Mai of the Kanem–Bornu Empire
- Reign: 11th century (12–23 years) c. 1085–1097
- Predecessor: Selema I
- Successor: Dunama I Umemi
- Died: c. 1097 Egypt (Fatimid Caliphate)
- Spouse: Kinta
- Issue: Dunama I Umemi
- Dynasty: Sayfawa dynasty
- Father: Selema I (?)
- Mother: Tigiram

= Hummay =

Hummay (Note: The spelling of Hummay's name varies between sources. Variations include Wume, Hume, Humé, Ume, Umé, Umme, Oumé, Urne, and Humai. He may be counted as Hummay I if the later mai Amarma is counted as Hummay II.) was mai (ruler) of the Kanem–Bornu Empire in the late 11th century, ruling approximately 1085–1097. (Note: King lists (girgams) and chronicles translated in the 19th–20th centuries assign Dunama a reign of either 12 years (Barth, Palmer, Urvoy), 22 years (Nachtigal), or 23 years (Landeroin). Due to this and to differing dates and calculations for other mais, various dates have been given for his reign, including 1086–1097 (Barth), 1085–1097 (Palmer), 1085–1097 (Urvoy), 1070–1093 (Landeroin), and 1129–1151 (Nachtigal). Cohen (1966) considered a reign of 12 years most likely. Lange (1984) dated Hummay's reign to 1075–1086, whereas both Stewart (1989) and Bosworth (2012) used Palmer's dates, 1085–1097. Hiribarren (2016) assigned Hummay a shorter reign of just five years, 1075–1080.) Later tradition records Hummay as the founder of the Sayfawa dynasty, which went on to rule the empire for over seven centuries. Hummay is sometimes erroneously referred to as the first Muslim ruler of the empire, a distinction that belongs to the earlier mai Hu. The nature of Hummay's rise to the throne and the fall of the preceding Duguwa dynasty is unclear since most sources identify the last Duguwa mai, Selema I, as Hummay's father.

== Origin and rise to the throne ==
Hummay's rise to the throne of Kanem in the late 11th century is by later sources considered to have marked the rise of a new royal dynasty, the Sayfawa dynasty. Earlier mais are said to have belonged to the empire's original dynasty, the Duguwa dynasty. The nature of Hummay's rise to the throne and what is meant by the dynastic shift is unclear. Most versions of the girgam (the empire's royal chronicle) records Hummay as the son of his direct predecessor, Selema I (who is also called Abd al-Jalil). (Note: Out of the lists translated in the 19th–20th centuries, Barth, Palmer, Urvoy, and Landeroin all identify Hummay's predecessor Selema (Abd al-Jalil) as Hummay's father. Landeroin is the only to disagree, and instead names Hummay's father as Biri.) Hummay is called "ibn Abd al-Jalil" or "ibn Selema" in several sources, and sometimes given the epithet Jilmi ("son of Jil", i.e. Abd al-Jalil). Hummay's mother was named Tigiram (Note: Barth (1857) recorded Hummay's mother as Tikramma, Palmer (1926) records her as Teigaramt, and Palmer (1936) calls her Tigiram. Cohen considered Tigiram to be the likely correct version.) and hailed from the Kay (Koyam) tribe of Dirkou.

(Excerpts of location labeling data)
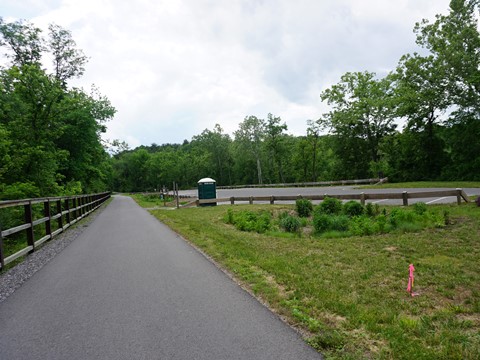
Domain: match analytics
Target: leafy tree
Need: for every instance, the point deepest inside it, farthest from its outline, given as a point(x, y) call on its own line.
point(274, 141)
point(68, 61)
point(362, 115)
point(53, 132)
point(249, 139)
point(217, 144)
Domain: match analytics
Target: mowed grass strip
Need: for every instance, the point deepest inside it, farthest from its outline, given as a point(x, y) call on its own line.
point(348, 295)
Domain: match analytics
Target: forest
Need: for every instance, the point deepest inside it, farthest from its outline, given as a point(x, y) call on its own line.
point(50, 134)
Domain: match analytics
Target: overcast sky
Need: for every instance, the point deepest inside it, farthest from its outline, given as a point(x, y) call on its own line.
point(173, 68)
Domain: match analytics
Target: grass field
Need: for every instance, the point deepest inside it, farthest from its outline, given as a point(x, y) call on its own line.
point(348, 295)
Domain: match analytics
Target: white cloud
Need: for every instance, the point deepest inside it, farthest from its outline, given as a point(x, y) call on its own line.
point(173, 68)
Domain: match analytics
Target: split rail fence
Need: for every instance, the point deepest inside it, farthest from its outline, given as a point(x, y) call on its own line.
point(362, 197)
point(60, 211)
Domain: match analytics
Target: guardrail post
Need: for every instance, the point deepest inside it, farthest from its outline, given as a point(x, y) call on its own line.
point(59, 211)
point(48, 223)
point(74, 208)
point(2, 255)
point(29, 220)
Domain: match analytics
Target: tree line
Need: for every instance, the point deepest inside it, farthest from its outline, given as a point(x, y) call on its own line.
point(435, 94)
point(50, 133)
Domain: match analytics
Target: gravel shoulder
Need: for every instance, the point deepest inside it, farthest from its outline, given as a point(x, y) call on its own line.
point(13, 278)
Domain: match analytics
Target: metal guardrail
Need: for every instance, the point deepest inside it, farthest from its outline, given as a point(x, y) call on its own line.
point(362, 197)
point(67, 211)
point(309, 184)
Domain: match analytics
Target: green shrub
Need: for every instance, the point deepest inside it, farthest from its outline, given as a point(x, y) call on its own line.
point(372, 210)
point(400, 216)
point(249, 220)
point(353, 208)
point(420, 208)
point(330, 206)
point(339, 223)
point(362, 226)
point(321, 222)
point(290, 223)
point(304, 207)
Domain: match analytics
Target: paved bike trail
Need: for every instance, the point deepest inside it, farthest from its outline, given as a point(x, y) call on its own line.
point(130, 288)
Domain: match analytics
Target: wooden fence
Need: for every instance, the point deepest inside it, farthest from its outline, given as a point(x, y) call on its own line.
point(362, 197)
point(64, 210)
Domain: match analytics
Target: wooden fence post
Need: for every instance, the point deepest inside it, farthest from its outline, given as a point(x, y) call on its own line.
point(459, 196)
point(59, 211)
point(67, 208)
point(47, 214)
point(29, 220)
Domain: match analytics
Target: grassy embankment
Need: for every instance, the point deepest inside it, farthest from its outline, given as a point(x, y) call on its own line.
point(348, 295)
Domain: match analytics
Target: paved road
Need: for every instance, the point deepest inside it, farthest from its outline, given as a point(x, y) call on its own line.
point(337, 190)
point(129, 288)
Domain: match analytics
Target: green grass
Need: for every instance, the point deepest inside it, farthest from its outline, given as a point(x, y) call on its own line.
point(154, 201)
point(348, 295)
point(425, 184)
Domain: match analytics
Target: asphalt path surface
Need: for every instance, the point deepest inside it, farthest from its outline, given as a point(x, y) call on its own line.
point(338, 190)
point(130, 288)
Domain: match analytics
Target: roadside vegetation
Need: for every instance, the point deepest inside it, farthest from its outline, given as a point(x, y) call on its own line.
point(156, 201)
point(346, 291)
point(425, 184)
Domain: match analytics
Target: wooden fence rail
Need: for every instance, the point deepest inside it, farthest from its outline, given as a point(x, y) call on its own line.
point(67, 211)
point(362, 197)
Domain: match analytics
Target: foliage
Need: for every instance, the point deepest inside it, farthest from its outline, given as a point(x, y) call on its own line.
point(290, 223)
point(334, 289)
point(303, 207)
point(329, 206)
point(52, 132)
point(353, 208)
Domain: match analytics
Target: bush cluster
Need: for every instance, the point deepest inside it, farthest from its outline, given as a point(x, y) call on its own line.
point(331, 215)
point(359, 220)
point(289, 223)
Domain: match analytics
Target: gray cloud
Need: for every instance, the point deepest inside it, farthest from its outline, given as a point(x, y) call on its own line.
point(173, 68)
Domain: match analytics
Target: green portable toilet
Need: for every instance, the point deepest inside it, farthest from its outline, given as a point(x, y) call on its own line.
point(207, 189)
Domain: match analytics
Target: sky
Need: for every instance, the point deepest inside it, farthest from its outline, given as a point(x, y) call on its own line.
point(173, 68)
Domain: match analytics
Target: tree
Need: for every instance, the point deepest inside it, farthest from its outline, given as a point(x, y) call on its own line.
point(274, 140)
point(362, 115)
point(217, 144)
point(454, 42)
point(249, 137)
point(23, 40)
point(68, 61)
point(53, 132)
point(422, 94)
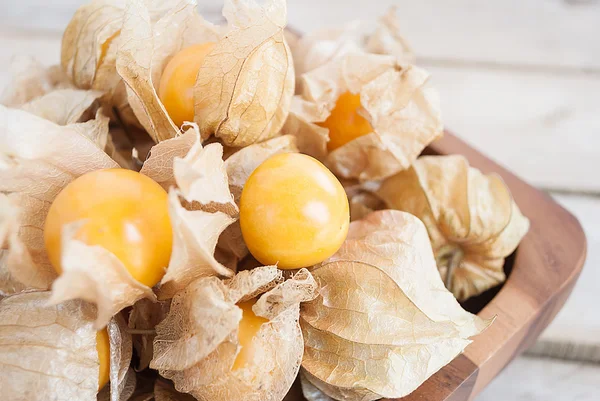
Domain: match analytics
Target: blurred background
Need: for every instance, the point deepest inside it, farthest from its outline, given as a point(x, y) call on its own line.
point(519, 80)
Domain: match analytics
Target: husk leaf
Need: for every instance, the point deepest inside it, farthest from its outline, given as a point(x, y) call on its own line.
point(164, 391)
point(319, 47)
point(197, 343)
point(468, 215)
point(159, 165)
point(251, 67)
point(31, 80)
point(383, 321)
point(38, 158)
point(145, 315)
point(64, 106)
point(396, 99)
point(122, 377)
point(47, 352)
point(146, 46)
point(94, 274)
point(208, 208)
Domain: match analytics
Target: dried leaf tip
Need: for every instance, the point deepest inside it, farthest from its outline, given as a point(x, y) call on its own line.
point(201, 207)
point(471, 218)
point(198, 344)
point(319, 47)
point(252, 67)
point(382, 309)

→ **Problem set**:
[1] Answer the following questions using the article on Hummay that precedes the entries:
(a) Who is listed as Hummay's spouse?
(b) To which earlier mai does the distinction of first Muslim ruler of the empire belong?
(c) From which tribe did Hummay's mother come?
[2] Reproduce word for word the passage of the article on Hummay from "Mai of the Kanem–Bornu" to "Selema I (?)".
[3] Write the next part of the article on Hummay, beginning after its final sentence.

→ **Written answers**:
[1]
(a) Kinta
(b) Hu
(c) The Kay (Koyam) tribe of Dirkou

[2]
Mai of the Kanem–Bornu Empire
- Reign: 11th century (12–23 years) c. 1085–1097
- Predecessor: Selema I
- Successor: Dunama I Umemi
- Died: c. 1097 Egypt (Fatimid Caliphate)
- Spouse: Kinta
- Issue: Dunama I Umemi
- Dynasty: Sayfawa dynasty
- Father: Selema I (?)

[3]
The passage in the girgam about Selema ends with "That is what we have written about the history of the Banū Dūkū; (Note: "Descendants of Duku", i.e. the Duguwa dynasty) we shall now proceed to set down the history of the Banū Ḥummay, (Note: "Descendants of Hummay", i.e. the Sayfawa dynasty) who professed Islam". The difference between the Duguwa and Sayfawa mais has thus often been interpreted, for instance by Barth in 1857, as merely religious, with both technically being the same royal lineage. Hummay is thus sometimes erroneously identified as the empire's first Muslim ruler; this interpretation is demonstrably incorrect since both Selema and Selema's predecessor Hu were Muslims.

The dynastic shift may be a reference to Selema being overthrown by Hummay, who could have been falsely linked to the former dynasty as Selema's supposed son in the royal chronicle. The reason for Selema's overthrow in this case is unknown. Hummay might have been an adherent of Sunni Islam whereas Selema and Hu were Ibadi Muslims. Hiribarren (2016) suggested that Hummay seized power with the help of a pro-Islam faction at court. Kanem is generally believed to have been founded by the Zaghawa people, who are associated with the kingdom in Arab sources from the 9th to the 11th century. In the 12th century, the Zaghawa are attested as a separate entity from Kanem, living as nomads in the northeast. Hummay's rise to power could thus be linked to a possible expulsion of the Zaghawa from Kanem. In this interpretation, Selema is then identified as the last Zaghawa ruler of Kanem.

Although Hummay was of local origin (possibly Kanembu), he and his dynasty claimed descent from the Yemeni noble Saif ibn Dhi Yazan, who was conflated with Kanem's legendary first mai (Susam) in later royal lists. Other Islamic African dynasties of Hummay's time sometimes made similar claims to Arab origin as a source of prestige.

== Reign ==
The further spread of Islam in Hummay's reign may have provoked some dissension in the empire, which caused the Toubou people to break from imperial rule and move east.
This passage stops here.